[Labeled area outline entries]
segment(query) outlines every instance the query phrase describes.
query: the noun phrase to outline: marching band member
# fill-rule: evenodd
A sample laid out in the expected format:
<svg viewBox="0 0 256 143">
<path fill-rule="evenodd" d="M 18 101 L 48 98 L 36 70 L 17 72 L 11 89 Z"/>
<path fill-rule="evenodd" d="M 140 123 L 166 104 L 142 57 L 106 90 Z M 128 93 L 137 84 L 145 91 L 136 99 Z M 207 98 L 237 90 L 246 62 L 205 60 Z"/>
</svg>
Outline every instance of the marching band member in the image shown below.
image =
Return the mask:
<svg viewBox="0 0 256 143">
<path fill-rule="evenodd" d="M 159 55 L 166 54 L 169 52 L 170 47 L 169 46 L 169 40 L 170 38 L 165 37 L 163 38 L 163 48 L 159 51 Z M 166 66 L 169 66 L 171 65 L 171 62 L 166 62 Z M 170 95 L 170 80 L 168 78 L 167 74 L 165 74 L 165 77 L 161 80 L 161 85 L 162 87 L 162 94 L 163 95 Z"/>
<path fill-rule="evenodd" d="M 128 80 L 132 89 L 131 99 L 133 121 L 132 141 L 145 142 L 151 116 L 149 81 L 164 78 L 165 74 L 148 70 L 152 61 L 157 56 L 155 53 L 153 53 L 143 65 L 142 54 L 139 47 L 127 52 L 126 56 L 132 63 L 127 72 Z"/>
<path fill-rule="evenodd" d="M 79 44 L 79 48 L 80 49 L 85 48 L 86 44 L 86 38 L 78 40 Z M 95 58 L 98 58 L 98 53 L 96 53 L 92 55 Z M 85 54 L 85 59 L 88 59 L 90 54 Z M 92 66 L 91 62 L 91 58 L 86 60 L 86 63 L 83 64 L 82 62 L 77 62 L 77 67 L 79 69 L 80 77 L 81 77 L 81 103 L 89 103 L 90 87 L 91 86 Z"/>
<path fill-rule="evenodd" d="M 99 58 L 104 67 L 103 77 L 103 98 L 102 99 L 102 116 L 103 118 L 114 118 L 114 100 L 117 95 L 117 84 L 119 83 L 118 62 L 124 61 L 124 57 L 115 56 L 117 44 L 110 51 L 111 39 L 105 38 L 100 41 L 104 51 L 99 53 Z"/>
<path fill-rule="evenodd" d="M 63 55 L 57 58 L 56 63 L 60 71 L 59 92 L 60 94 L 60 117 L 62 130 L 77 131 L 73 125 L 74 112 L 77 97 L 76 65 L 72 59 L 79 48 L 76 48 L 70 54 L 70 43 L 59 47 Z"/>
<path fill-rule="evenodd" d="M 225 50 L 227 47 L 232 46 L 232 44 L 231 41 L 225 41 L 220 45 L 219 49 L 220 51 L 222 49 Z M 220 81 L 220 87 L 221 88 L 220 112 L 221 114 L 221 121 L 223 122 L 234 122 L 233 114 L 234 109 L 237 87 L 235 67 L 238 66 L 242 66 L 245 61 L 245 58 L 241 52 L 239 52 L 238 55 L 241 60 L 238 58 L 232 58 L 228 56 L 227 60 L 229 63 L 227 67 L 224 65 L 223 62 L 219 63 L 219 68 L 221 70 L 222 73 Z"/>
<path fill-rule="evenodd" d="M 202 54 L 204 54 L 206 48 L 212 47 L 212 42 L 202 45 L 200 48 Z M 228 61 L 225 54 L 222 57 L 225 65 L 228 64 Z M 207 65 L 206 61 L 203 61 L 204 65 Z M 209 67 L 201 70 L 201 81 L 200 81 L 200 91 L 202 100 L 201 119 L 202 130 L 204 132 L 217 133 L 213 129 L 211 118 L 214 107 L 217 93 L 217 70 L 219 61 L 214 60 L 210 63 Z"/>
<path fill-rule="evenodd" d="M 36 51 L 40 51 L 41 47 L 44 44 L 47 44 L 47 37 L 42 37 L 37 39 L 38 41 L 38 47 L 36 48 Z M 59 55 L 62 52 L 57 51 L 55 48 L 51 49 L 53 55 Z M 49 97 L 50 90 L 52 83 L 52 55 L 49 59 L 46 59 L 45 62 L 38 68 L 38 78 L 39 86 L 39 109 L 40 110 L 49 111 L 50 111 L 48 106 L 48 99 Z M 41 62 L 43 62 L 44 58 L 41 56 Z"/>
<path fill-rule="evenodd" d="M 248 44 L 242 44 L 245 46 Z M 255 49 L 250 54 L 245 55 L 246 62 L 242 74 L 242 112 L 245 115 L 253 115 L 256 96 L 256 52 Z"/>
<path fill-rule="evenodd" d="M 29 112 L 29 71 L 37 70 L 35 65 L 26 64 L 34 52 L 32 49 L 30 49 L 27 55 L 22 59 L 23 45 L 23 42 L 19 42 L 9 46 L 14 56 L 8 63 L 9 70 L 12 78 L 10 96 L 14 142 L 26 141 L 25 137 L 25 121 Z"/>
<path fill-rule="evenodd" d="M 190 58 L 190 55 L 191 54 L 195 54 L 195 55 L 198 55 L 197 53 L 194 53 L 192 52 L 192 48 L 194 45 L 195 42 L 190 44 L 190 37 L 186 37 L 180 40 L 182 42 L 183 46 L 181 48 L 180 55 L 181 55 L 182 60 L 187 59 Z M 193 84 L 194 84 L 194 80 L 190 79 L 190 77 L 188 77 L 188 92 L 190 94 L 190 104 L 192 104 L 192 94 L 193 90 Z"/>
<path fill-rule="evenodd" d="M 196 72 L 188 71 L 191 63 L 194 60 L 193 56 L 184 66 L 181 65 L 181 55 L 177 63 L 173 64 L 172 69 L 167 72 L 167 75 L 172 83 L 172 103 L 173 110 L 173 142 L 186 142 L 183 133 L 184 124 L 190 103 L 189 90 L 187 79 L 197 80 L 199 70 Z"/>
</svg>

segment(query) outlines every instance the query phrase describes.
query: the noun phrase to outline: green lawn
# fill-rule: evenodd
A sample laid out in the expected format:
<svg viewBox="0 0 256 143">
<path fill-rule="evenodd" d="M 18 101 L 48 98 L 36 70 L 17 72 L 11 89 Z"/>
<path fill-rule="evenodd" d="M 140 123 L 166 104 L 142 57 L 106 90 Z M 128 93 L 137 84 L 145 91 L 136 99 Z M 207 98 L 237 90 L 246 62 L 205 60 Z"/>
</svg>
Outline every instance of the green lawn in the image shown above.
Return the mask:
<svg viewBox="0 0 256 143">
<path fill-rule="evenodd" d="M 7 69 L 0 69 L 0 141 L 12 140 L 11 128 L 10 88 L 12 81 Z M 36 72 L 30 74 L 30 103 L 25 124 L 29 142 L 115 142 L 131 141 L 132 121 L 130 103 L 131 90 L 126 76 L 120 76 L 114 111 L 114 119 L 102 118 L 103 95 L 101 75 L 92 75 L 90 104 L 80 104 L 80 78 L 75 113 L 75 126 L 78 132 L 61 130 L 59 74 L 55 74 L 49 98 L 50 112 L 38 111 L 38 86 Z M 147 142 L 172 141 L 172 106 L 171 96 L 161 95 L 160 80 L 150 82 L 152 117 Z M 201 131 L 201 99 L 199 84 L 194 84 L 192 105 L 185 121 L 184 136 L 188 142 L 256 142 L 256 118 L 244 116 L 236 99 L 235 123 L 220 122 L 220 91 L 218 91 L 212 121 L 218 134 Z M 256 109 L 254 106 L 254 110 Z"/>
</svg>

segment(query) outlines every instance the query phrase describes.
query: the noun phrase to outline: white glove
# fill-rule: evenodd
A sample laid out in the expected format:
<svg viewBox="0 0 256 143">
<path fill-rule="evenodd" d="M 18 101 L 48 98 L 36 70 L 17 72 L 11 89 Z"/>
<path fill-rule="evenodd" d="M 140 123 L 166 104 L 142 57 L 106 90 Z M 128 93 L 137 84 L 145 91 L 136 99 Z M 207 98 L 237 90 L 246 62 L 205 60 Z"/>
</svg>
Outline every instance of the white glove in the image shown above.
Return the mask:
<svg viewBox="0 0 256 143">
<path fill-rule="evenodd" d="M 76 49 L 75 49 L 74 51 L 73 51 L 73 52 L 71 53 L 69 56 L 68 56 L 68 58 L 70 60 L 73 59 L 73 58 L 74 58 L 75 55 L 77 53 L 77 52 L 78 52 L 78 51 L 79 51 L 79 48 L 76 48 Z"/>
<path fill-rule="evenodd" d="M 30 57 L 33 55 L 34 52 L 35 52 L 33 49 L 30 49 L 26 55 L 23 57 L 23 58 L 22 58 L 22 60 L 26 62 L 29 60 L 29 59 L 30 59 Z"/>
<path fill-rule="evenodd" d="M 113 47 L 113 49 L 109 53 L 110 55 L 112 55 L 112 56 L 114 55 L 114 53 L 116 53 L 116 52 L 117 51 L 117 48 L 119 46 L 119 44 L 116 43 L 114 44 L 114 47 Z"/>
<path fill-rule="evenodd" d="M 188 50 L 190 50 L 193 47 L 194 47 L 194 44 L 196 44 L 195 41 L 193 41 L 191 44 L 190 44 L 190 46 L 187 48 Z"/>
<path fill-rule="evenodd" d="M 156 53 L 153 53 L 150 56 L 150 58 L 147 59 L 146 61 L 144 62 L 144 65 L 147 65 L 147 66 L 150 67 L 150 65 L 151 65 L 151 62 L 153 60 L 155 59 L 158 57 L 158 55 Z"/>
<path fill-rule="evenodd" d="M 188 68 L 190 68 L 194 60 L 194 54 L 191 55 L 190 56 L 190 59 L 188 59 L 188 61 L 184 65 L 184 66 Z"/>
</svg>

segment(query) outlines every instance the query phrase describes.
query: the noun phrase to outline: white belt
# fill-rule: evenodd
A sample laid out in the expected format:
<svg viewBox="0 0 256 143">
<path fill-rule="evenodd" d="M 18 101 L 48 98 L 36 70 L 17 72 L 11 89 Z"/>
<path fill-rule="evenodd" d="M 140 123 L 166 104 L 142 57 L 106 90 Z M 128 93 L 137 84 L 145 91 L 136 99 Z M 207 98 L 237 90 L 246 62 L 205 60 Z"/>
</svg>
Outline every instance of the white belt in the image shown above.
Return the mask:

## WHAT YOU HAVE TO DO
Pull out every line of the listing that contains the word "above".

## SOLUTION TO THE PROBLEM
Outline every instance of the green lawn in the image shown above.
Outline every instance of the white glove in the image shown above.
Outline every instance of the white belt in the image shown above.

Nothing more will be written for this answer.